Short exercise:
Could you retype the records below without any changes, covering the stretch from their start through the line that contains "x=360 y=1024"?

(Raw records)
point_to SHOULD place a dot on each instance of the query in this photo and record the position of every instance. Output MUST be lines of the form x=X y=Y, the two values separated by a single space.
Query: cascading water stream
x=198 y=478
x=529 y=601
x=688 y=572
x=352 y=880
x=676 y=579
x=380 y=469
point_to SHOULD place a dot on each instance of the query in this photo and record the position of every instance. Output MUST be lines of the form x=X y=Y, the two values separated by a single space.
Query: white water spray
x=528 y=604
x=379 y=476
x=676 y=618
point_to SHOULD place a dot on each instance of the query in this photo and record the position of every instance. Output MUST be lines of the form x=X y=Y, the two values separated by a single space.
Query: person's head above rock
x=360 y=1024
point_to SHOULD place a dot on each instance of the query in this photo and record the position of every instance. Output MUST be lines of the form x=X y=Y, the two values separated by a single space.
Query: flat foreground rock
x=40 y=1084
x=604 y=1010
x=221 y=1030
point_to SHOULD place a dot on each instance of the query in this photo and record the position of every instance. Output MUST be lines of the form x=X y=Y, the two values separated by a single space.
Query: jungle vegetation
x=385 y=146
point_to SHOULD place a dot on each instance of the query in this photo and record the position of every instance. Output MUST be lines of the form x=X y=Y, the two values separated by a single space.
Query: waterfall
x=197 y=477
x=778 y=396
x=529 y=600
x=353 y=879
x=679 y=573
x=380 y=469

Answer:
point_to SHOULD place a dot on each instance of the query in this photo and record the position of every instance. Output MUST be lines of the form x=X y=Y, the two values separated by a single space.
Query: cascading water stream
x=198 y=478
x=529 y=601
x=688 y=572
x=352 y=880
x=676 y=579
x=380 y=469
point_to SHOULD place a dot on each instance of the query in this photo and record the position of every instance. Output MUST be lines of the form x=X y=Y, the two values separated by a single space.
Query: white water spray
x=528 y=604
x=379 y=476
x=676 y=618
point_to SHOULD place a dot on each instance of the query in this photo and record the position of every instance. Output MUST be lines of the form x=X y=Y, the two values separated by a single space.
Query: person's head above rock
x=360 y=1024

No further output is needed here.